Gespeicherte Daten
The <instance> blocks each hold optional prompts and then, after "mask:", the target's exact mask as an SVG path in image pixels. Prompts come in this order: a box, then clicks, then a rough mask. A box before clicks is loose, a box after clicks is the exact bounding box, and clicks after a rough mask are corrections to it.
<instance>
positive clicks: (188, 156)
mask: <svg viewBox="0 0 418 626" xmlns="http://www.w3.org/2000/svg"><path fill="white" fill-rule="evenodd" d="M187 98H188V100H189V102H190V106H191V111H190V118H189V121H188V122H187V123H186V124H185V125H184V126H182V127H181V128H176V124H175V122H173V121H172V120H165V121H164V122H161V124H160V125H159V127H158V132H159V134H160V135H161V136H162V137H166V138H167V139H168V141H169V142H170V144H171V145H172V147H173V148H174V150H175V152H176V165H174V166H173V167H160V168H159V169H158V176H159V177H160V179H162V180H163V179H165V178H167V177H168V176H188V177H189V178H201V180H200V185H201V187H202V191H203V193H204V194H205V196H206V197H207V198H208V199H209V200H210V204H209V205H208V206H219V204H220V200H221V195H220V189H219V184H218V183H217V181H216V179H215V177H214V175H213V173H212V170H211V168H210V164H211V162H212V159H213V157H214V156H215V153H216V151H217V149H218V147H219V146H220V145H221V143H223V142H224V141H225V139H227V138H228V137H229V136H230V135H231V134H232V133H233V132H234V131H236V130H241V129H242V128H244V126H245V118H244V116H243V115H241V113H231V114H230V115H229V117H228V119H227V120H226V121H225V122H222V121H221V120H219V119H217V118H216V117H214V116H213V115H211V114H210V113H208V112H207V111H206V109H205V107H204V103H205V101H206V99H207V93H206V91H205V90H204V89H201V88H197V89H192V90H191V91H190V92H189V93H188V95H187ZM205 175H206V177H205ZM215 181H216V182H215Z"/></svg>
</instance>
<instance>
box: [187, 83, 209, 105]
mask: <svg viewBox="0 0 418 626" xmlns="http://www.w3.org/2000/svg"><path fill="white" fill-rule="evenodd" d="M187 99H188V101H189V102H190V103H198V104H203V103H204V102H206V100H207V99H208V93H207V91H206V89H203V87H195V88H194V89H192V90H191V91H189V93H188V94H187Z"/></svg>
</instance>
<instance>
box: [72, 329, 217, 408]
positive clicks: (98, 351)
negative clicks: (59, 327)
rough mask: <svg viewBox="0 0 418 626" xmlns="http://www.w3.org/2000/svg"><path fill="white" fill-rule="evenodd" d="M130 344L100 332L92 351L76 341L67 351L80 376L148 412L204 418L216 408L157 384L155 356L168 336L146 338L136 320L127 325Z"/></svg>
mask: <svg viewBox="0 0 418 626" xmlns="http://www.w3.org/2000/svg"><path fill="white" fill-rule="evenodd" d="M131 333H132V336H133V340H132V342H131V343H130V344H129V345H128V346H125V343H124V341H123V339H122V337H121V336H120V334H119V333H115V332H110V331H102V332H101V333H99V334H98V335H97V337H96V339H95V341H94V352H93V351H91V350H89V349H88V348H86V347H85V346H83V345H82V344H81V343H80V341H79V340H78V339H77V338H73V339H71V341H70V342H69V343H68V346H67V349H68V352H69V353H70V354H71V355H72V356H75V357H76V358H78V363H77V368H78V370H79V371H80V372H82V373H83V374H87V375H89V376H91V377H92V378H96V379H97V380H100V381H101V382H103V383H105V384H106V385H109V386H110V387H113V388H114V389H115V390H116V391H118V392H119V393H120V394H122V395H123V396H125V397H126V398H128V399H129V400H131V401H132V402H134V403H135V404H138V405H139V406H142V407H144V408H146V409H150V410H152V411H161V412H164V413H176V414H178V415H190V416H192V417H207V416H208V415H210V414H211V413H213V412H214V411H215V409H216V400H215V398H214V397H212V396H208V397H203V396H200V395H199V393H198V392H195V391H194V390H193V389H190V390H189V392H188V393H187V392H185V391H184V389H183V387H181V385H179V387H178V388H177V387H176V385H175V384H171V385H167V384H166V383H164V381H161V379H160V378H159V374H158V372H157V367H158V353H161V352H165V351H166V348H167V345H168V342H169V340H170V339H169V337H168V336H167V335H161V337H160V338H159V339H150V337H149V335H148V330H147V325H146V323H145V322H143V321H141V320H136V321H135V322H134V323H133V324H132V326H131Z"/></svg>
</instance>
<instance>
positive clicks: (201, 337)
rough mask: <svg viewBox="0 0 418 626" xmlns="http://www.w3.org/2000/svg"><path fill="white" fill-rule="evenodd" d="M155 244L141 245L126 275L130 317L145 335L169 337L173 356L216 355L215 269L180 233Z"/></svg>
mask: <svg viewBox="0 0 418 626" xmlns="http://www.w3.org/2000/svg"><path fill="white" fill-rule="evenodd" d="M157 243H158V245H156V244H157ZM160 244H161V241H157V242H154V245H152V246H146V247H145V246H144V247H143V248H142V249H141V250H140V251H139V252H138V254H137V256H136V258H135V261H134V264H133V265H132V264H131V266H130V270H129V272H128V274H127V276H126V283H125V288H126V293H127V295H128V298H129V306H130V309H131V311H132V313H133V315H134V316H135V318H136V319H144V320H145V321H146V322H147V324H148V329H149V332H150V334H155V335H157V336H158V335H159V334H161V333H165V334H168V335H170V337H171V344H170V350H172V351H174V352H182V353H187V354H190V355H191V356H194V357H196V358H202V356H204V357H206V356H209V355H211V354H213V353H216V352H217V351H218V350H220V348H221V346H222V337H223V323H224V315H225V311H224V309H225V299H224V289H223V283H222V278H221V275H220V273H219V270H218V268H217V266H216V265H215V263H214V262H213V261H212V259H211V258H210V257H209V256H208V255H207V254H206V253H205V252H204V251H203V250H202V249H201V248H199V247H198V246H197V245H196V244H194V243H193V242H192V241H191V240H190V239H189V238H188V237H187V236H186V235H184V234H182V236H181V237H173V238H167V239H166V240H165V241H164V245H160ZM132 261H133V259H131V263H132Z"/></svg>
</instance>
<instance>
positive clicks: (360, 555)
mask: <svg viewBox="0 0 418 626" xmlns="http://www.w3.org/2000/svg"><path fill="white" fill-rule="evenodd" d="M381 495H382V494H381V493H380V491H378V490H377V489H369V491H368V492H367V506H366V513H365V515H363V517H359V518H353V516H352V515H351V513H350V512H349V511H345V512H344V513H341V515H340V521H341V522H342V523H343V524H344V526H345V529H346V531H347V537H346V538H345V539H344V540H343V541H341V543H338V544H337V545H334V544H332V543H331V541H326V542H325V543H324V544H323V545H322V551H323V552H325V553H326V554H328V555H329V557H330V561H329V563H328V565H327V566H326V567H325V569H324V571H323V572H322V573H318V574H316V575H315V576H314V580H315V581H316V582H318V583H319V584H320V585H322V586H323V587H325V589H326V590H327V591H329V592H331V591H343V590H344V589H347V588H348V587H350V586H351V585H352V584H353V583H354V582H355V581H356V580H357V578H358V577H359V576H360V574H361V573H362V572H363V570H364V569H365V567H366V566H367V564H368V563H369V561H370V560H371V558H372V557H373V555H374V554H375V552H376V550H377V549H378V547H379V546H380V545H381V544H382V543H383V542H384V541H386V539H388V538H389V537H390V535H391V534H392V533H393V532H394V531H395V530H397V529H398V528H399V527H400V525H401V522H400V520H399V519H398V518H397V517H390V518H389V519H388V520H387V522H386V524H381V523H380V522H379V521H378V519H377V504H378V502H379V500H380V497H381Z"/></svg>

## AUFGABENSTELLUNG
Kannst du die Daten oben Zeile für Zeile als Markdown-Tabelle mit den Spalten „Nr.“ und „Zeile“ ausgeben und dabei die Leerzeilen weglassen?

## ERGEBNIS
| Nr. | Zeile |
|---|---|
| 1 | The <instance> blocks each hold optional prompts and then, after "mask:", the target's exact mask as an SVG path in image pixels. Prompts come in this order: a box, then clicks, then a rough mask. A box before clicks is loose, a box after clicks is the exact bounding box, and clicks after a rough mask are corrections to it. |
| 2 | <instance> |
| 3 | positive clicks: (188, 156) |
| 4 | mask: <svg viewBox="0 0 418 626" xmlns="http://www.w3.org/2000/svg"><path fill="white" fill-rule="evenodd" d="M187 98H188V100H189V102H190V106H191V111H190V118H189V121H188V122H187V123H186V124H185V125H184V126H182V127H181V128H176V124H175V122H173V121H172V120H165V121H164V122H161V124H160V125H159V127H158V132H159V134H160V135H161V136H162V137H166V138H167V139H168V141H169V142H170V144H171V145H172V147H173V148H174V150H175V152H176V165H174V166H173V167H160V168H159V169H158V176H159V177H160V179H162V180H163V179H165V178H167V177H168V176H188V177H189V178H201V180H200V185H201V187H202V191H203V193H204V194H205V196H206V197H207V198H208V199H209V200H210V204H209V205H208V206H219V204H220V200H221V195H220V189H219V184H218V183H217V181H216V179H215V177H214V175H213V173H212V170H211V168H210V164H211V162H212V159H213V157H214V156H215V153H216V151H217V149H218V147H219V146H220V145H221V143H223V142H224V141H225V139H227V138H228V137H229V136H230V135H231V134H232V133H233V132H234V131H236V130H241V129H242V128H244V126H245V118H244V116H243V115H241V113H231V114H230V115H229V117H228V119H227V120H226V121H225V122H222V121H221V120H219V119H217V118H216V117H214V116H213V115H211V114H210V113H208V112H207V111H206V109H205V107H204V103H205V101H206V99H207V93H206V91H205V90H204V89H201V88H197V89H192V90H191V91H190V92H189V93H188V95H187ZM205 175H206V177H205ZM215 181H216V182H215Z"/></svg> |
| 5 | </instance> |
| 6 | <instance> |
| 7 | box: [187, 83, 209, 105] |
| 8 | mask: <svg viewBox="0 0 418 626" xmlns="http://www.w3.org/2000/svg"><path fill="white" fill-rule="evenodd" d="M187 99H188V101H189V102H190V103H198V104H203V103H204V102H206V100H207V99H208V93H207V91H206V89H203V87H195V88H194V89H192V90H191V91H189V93H188V94H187Z"/></svg> |
| 9 | </instance> |
| 10 | <instance> |
| 11 | box: [72, 329, 217, 408] |
| 12 | positive clicks: (98, 351) |
| 13 | negative clicks: (59, 327) |
| 14 | rough mask: <svg viewBox="0 0 418 626" xmlns="http://www.w3.org/2000/svg"><path fill="white" fill-rule="evenodd" d="M130 344L100 332L92 351L76 341L67 351L80 376L148 412L204 418L216 408L157 384L155 356L168 336L146 338L136 320L127 325Z"/></svg> |
| 15 | mask: <svg viewBox="0 0 418 626" xmlns="http://www.w3.org/2000/svg"><path fill="white" fill-rule="evenodd" d="M131 333H132V336H133V340H132V342H131V343H130V344H129V345H128V346H125V343H124V341H123V339H122V337H121V336H120V334H119V333H115V332H110V331H102V332H101V333H99V334H98V335H97V337H96V339H95V341H94V352H93V351H91V350H89V349H88V348H86V347H85V346H83V345H82V344H81V343H80V341H79V340H78V339H77V338H73V339H71V341H70V342H69V343H68V346H67V349H68V352H69V353H70V354H71V355H72V356H75V357H76V358H78V363H77V368H78V370H79V371H80V372H82V373H83V374H87V375H89V376H91V377H92V378H96V379H97V380H100V381H101V382H103V383H105V384H106V385H109V386H110V387H113V388H114V389H115V390H116V391H118V392H119V393H120V394H122V395H123V396H125V397H126V398H128V399H129V400H131V401H132V402H134V403H135V404H138V405H139V406H142V407H144V408H146V409H150V410H152V411H161V412H164V413H176V414H178V415H190V416H192V417H207V416H208V415H210V414H211V413H213V412H214V411H215V409H216V400H215V398H214V397H212V396H208V397H203V396H200V395H199V393H198V392H195V391H194V390H193V389H190V390H189V392H188V393H187V392H185V391H184V389H183V387H181V385H179V387H178V388H177V387H176V385H175V384H171V385H167V384H166V383H164V381H161V379H160V378H159V374H158V372H157V367H158V353H161V352H165V351H166V348H167V345H168V342H169V340H170V339H169V337H168V336H167V335H161V337H160V338H159V339H150V337H149V335H148V330H147V325H146V323H145V322H143V321H141V320H136V321H135V322H134V323H133V324H132V326H131Z"/></svg> |
| 16 | </instance> |
| 17 | <instance> |
| 18 | positive clicks: (201, 337) |
| 19 | rough mask: <svg viewBox="0 0 418 626" xmlns="http://www.w3.org/2000/svg"><path fill="white" fill-rule="evenodd" d="M155 244L141 245L126 275L130 317L145 335L169 337L173 356L216 355L215 269L180 233Z"/></svg> |
| 20 | mask: <svg viewBox="0 0 418 626" xmlns="http://www.w3.org/2000/svg"><path fill="white" fill-rule="evenodd" d="M157 243H158V245H156V244H157ZM160 244H161V241H157V242H154V245H152V246H146V247H145V246H144V247H143V248H142V249H141V250H140V251H139V252H138V254H137V256H136V258H135V261H134V264H133V265H132V264H131V266H130V270H129V272H128V274H127V276H126V283H125V288H126V293H127V295H128V298H129V306H130V309H131V311H132V313H133V315H134V316H135V318H136V319H144V320H145V321H146V322H147V324H148V329H149V332H150V334H155V335H157V336H158V335H159V334H161V333H165V334H168V335H170V337H171V344H170V350H172V351H174V352H182V353H187V354H190V355H191V356H194V357H196V358H202V356H204V357H206V356H209V355H211V354H213V353H216V352H217V351H218V350H220V348H221V346H222V337H223V323H224V315H225V311H224V309H225V299H224V289H223V283H222V278H221V275H220V273H219V270H218V268H217V266H216V265H215V263H214V262H213V261H212V259H211V258H210V257H209V256H208V255H207V254H206V253H205V252H204V251H203V250H202V249H201V248H199V247H198V246H197V245H196V244H194V243H193V242H192V241H191V240H190V239H189V238H188V237H187V236H186V235H184V234H182V236H181V237H173V238H167V239H166V240H165V241H164V245H160ZM132 261H133V259H131V263H132Z"/></svg> |
| 21 | </instance> |
| 22 | <instance> |
| 23 | positive clicks: (360, 555) |
| 24 | mask: <svg viewBox="0 0 418 626" xmlns="http://www.w3.org/2000/svg"><path fill="white" fill-rule="evenodd" d="M381 495H382V494H381V493H380V491H378V490H377V489H369V491H368V492H367V506H366V513H365V515H363V517H359V518H353V516H352V515H351V513H350V512H349V511H345V512H344V513H341V515H340V521H341V522H342V523H343V524H344V526H345V529H346V531H347V537H346V538H345V539H344V540H343V541H341V543H338V544H337V545H334V544H332V543H331V541H326V542H325V543H324V544H323V545H322V551H323V552H325V553H326V554H328V555H329V557H330V561H329V563H328V565H327V566H326V567H325V569H324V571H323V572H322V573H318V574H316V575H315V576H314V580H315V581H316V582H318V583H319V584H320V585H322V586H323V587H325V589H326V590H327V591H329V592H331V591H343V590H344V589H347V588H348V587H350V586H351V585H352V584H353V583H354V582H355V581H356V580H357V578H358V577H359V576H360V574H361V573H362V572H363V570H364V569H365V567H366V566H367V564H368V563H369V561H370V560H371V558H372V557H373V555H374V554H375V552H376V550H377V549H378V547H379V546H380V545H381V544H382V543H383V542H384V541H386V539H388V538H389V537H390V535H391V534H392V533H393V532H394V531H395V530H397V529H398V528H399V527H400V525H401V522H400V520H399V519H398V518H397V517H390V518H389V519H388V520H387V522H386V524H381V523H380V522H379V521H378V519H377V504H378V502H379V500H380V497H381Z"/></svg> |